» **Directions**
Reproduce the whole of the data exactly.

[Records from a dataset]
========
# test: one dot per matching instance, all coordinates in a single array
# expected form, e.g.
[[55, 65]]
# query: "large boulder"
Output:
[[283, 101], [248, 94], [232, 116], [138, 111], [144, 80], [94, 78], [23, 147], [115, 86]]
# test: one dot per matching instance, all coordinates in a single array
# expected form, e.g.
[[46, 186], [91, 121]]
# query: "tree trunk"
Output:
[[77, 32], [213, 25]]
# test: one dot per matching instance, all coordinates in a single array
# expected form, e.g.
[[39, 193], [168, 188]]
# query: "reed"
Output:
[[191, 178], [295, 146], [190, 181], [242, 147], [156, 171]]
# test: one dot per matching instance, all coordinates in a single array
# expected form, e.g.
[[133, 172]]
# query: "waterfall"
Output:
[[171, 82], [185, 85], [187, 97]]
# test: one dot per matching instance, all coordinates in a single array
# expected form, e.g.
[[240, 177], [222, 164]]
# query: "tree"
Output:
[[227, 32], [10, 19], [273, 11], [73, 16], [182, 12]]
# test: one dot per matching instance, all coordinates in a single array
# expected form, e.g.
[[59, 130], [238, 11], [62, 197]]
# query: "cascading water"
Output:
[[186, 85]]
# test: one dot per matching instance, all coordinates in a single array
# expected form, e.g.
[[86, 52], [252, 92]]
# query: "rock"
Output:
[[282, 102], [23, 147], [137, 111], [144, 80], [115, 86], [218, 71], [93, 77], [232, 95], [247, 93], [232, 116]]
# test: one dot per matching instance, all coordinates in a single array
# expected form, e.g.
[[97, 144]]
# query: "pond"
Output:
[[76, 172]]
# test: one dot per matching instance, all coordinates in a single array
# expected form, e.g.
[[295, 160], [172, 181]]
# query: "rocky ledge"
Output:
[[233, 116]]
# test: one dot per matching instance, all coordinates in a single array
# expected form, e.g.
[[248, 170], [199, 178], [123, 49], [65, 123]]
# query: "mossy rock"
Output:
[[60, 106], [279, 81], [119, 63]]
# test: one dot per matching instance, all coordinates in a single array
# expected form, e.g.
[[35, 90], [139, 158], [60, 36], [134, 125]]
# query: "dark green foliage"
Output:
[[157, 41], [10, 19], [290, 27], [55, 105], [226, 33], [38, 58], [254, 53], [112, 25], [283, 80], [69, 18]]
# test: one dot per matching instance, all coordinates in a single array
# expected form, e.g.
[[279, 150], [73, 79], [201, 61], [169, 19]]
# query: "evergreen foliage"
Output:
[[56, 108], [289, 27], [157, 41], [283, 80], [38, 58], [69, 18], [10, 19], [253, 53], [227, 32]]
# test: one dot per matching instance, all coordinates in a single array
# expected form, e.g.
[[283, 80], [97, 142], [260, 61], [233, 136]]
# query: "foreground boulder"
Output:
========
» **Result for this exercise**
# test: one dot per matching instance, all coordinates in a single array
# expected form, e.g.
[[55, 65]]
# query: "large boulder"
Output:
[[283, 101], [248, 94], [232, 116], [138, 111], [144, 80], [94, 78], [23, 147], [115, 86]]
# test: one dot per matching instance, all coordinates in a single array
# expected form, e.g.
[[46, 186], [91, 121]]
# query: "tree trunk"
Output:
[[77, 32], [213, 25]]
# test: one dot per matching instance, all coordinates in a single array
# expected form, e.g.
[[39, 193], [168, 188]]
# query: "reed"
Output:
[[191, 178], [295, 146], [190, 181], [242, 147], [156, 171]]
# test: one dot per matching instance, all coordinates in a single array
# expected form, e.g.
[[133, 172]]
# query: "waterfall"
Output:
[[171, 82], [185, 85], [187, 97]]
# test: one dot per matching instance, all coordinates in a single array
# expected form, e.g.
[[240, 177], [222, 164]]
# query: "tree"
Output:
[[227, 32], [10, 19], [273, 11], [73, 16], [182, 12]]
# test: one dot per matching instance, all coordinates in a single array
# expected form, e.g.
[[59, 130], [238, 11], [62, 197]]
# query: "cascading water"
Output:
[[186, 85]]
# test: one dot per matching instance, all coordinates in a single array
# expected form, e.g.
[[86, 52], [252, 92]]
# query: "rock"
Output:
[[282, 102], [23, 147], [137, 111], [144, 80], [115, 86], [218, 71], [93, 77], [232, 95], [247, 93], [232, 116]]
# test: one dot per matching instance, all coordinates in a single array
# expected form, e.g.
[[97, 144]]
# query: "pond"
Output:
[[76, 172]]
# test: one dot per matching instance, all coordinates in a single array
# expected form, e.g.
[[295, 160], [172, 181]]
# query: "rocky ledge"
Output:
[[233, 116]]
# test: one dot per matching instance, all coordinates in a single array
# expected form, e.g.
[[248, 170], [199, 178], [123, 49], [65, 123]]
# query: "mossy rock"
Output:
[[60, 106], [279, 81], [119, 63]]
# test: one dot per matching instance, all coordinates in a single array
# expected form, e.g.
[[35, 90], [139, 158], [60, 36], [134, 125]]
# query: "dark green foliage"
Output:
[[157, 41], [10, 19], [290, 27], [55, 105], [226, 33], [38, 58], [254, 53], [112, 25], [283, 80], [69, 18]]
# test: one dot per matching instance, all coordinates in a single array
# expected form, e.g.
[[279, 150], [73, 79], [201, 61], [169, 19]]
# query: "evergreen foliage"
Output:
[[56, 108], [289, 27], [157, 41], [283, 80], [38, 58], [69, 18], [10, 19], [253, 53], [227, 32]]
# test: one dot per matching instance, all coordinates in a single array
# expected form, e.g.
[[283, 80], [97, 142], [260, 61], [233, 136]]
# query: "foreground boulder"
Output:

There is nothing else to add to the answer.